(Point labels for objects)
--

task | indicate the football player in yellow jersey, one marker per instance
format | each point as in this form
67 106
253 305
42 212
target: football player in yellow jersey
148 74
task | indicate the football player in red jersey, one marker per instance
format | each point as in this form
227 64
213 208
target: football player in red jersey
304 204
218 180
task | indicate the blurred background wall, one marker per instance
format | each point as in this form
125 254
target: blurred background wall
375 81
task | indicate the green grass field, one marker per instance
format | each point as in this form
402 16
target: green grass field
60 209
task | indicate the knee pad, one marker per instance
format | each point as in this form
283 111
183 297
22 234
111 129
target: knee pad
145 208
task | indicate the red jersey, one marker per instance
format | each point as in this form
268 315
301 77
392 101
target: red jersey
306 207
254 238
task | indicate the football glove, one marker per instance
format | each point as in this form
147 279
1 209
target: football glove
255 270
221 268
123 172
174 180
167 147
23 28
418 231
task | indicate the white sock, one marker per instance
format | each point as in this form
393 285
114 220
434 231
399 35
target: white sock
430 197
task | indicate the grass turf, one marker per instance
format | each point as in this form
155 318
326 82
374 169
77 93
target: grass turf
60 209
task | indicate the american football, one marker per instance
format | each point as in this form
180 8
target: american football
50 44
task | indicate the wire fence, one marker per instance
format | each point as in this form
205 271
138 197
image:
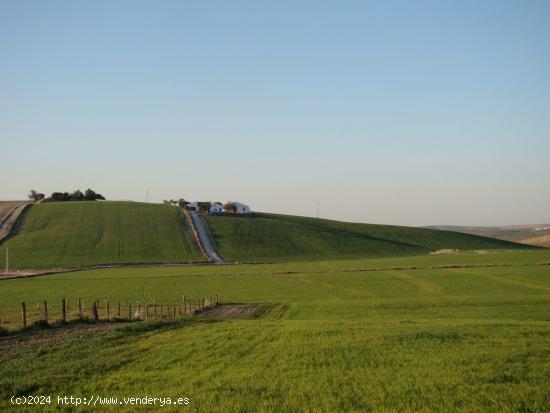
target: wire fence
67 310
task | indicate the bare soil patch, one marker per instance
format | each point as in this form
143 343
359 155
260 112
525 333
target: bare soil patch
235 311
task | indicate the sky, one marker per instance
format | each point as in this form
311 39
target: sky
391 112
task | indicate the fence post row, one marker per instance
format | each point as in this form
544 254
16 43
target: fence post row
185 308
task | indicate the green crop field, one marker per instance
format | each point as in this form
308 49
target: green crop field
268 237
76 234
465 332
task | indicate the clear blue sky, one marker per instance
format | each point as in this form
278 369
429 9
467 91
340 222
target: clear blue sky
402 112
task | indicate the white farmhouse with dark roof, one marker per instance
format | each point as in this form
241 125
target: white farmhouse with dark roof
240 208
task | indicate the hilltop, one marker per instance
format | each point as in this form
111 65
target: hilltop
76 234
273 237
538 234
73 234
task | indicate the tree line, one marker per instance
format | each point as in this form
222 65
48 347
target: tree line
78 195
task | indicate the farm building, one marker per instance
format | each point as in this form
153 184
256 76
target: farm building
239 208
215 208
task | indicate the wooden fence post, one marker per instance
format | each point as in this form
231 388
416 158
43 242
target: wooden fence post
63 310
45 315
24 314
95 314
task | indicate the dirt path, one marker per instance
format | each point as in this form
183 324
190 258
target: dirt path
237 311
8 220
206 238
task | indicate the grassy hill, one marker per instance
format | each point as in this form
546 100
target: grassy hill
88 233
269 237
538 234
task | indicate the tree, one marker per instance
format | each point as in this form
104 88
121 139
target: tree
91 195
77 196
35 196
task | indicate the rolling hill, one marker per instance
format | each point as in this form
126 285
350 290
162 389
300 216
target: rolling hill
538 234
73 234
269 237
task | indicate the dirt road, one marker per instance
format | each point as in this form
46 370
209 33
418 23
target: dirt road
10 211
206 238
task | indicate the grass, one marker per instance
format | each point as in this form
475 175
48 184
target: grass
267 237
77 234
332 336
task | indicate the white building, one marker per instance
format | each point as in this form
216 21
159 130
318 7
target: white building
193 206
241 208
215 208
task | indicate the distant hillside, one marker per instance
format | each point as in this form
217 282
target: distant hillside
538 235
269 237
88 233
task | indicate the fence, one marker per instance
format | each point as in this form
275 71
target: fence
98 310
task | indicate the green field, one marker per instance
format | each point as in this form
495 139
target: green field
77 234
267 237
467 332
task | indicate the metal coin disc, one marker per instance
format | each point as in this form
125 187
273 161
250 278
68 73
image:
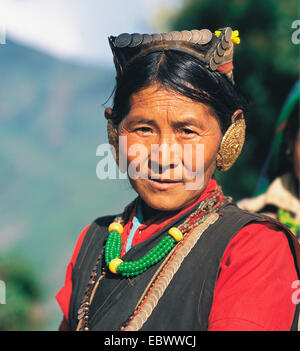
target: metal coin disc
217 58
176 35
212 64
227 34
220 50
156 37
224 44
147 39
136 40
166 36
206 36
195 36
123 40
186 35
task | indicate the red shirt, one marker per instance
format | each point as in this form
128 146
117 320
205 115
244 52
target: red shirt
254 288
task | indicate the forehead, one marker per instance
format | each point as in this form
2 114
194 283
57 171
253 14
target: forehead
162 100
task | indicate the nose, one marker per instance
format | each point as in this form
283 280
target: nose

--

▶ Task to carry out:
Rewrite all of the lines above, changing every "one marker per instance" to "a single marker for each instance" and leaving everything else as it is. Omit the pictures from your version.

▶ Worked solution:
task | indicate the football player in yellow jersey, a single marker for each instance
format | each point as in this form
67 106
253 305
42 212
target: football player in yellow jersey
148 74
task | indicate the football player in red jersey, a single marker for each instance
format | each point as in this form
227 64
213 208
target: football player in red jersey
304 204
218 180
task | indicate the blurred background wall, a single marker for each instance
format | each point as in this form
125 254
target: blurred background wall
375 81
task | indicate the green grass field, a single marker for each instance
format | each point as in this form
402 16
target: green grass field
60 209
task | indicate the knee pad, a single marker for each instance
format | each point as in this form
283 111
183 297
22 234
111 129
target: knee pad
145 208
task | indicate the red jersey, a single marker for each instance
format | each point as in this form
268 315
301 77
392 101
target: red jersey
306 207
254 238
task | indicate the football glove, a single marker for each instance
format | each point as in this form
147 279
1 209
target: football glove
255 270
221 268
123 172
174 180
167 147
23 28
418 231
task | indicate the white sock, a single marker for each instance
format | each point as in this form
393 285
114 220
434 231
399 35
target: white sock
430 197
task | indicate the grass turf, a single marker for each instance
format | each point as in this form
155 318
326 82
374 169
77 93
target: grass turf
60 209
task | indicate the american football, a single marker for each instance
format | each point as in this form
180 8
target: american football
50 44
task | indicate the wire fence, a single marker for each instance
format | each point as in this form
205 271
138 197
image:
target: wire fence
67 310
task | indicate the bare soil patch, a single marker for each instance
format | each point as in this form
143 343
359 155
260 112
525 333
target: bare soil patch
235 311
task | indicate the sky, a single marker for each instance
format | each point as in this form
311 39
target: sky
391 112
task | indicate the fence post row, a single marker for each instance
format | each point as in this form
544 254
16 43
target: fence post row
185 308
task | indicate the green crop field, a single marker for each instance
format | each point as in this form
308 49
target: green crop field
268 237
76 234
465 332
task | indicate the clear blue sky, a single marker for each instance
format | each point as in this form
278 369
429 9
467 91
340 222
target: clear blue sky
402 112
task | indicate the white farmhouse with dark roof, a single marker for each instance
format | each point as in this form
241 125
target: white farmhouse with dark roof
240 208
task | indicate the hilltop, a single marker for each instance
format | each point as in this form
111 65
target: hilltop
76 234
273 237
538 234
73 234
task | indicate the tree line, a single marker for each instance
format | each point as in this form
222 65
48 347
target: tree line
78 195
task | indicate the farm building, a single marker for each instance
format | each point as in this form
153 184
256 76
target: farm building
239 208
215 208
task | indicate the wooden fence post, a single marker for each instance
format | each point as in this form
231 388
416 158
43 242
target: wooden fence post
63 310
45 315
24 314
95 314
task | indicate the dirt path, a single marker for each instance
format | each point as in this form
183 324
190 258
target: dirt path
237 311
8 220
206 238
task | indicate the grassy hill, a single marker for each instance
format | each point as in this form
546 100
target: grassy hill
88 233
269 237
538 234
task | indicate the tree, a single marker for each instance
format | each point as in this form
104 88
121 139
target: tree
91 195
77 196
35 196
task | indicate the rolling hill, a single marker for each instance
format | each point as in this form
126 285
350 290
162 389
300 216
target: rolling hill
538 234
73 234
269 237
task | indicate the dirt road, a single marker for each instance
format | each point as in this form
46 370
209 33
418 23
target: dirt road
10 211
206 238
task | indicate the grass, a single marker for each instance
format | each point as in this form
475 175
48 184
target: grass
267 237
77 234
332 336
task | indicate the white building, a single marker for each instance
format | each point as in this form
216 21
159 130
318 7
target: white building
193 206
241 208
215 208
task | indicate the distant hillside, a single marker for each instance
format | each point as in this form
217 282
target: distant hillside
538 235
269 237
88 233
task | indicate the fence, a single marker for each instance
format | each point as in this form
275 71
target: fence
98 310
task | indicate the green field, a single marker for each instance
format | each point as in this form
495 139
target: green field
77 234
267 237
467 332
task | indicate the metal coin disc, a single marker for each instance
format | each point as in this form
125 187
273 161
250 278
68 73
image:
target: metal coin disc
217 58
176 35
212 64
227 34
220 50
156 37
224 44
147 39
136 40
166 36
206 36
195 36
123 40
186 35
task | indicate the red shirt, a single marker for each instance
format | each point as in this form
128 146
117 320
205 115
244 52
target: red shirt
254 288
task | indicate the forehead, a single marker for each instance
format | each point as in this form
2 114
194 283
57 171
253 14
target: forehead
162 100
task | indicate the nose, a single marker for each instance
format | each point as in this form
283 280
target: nose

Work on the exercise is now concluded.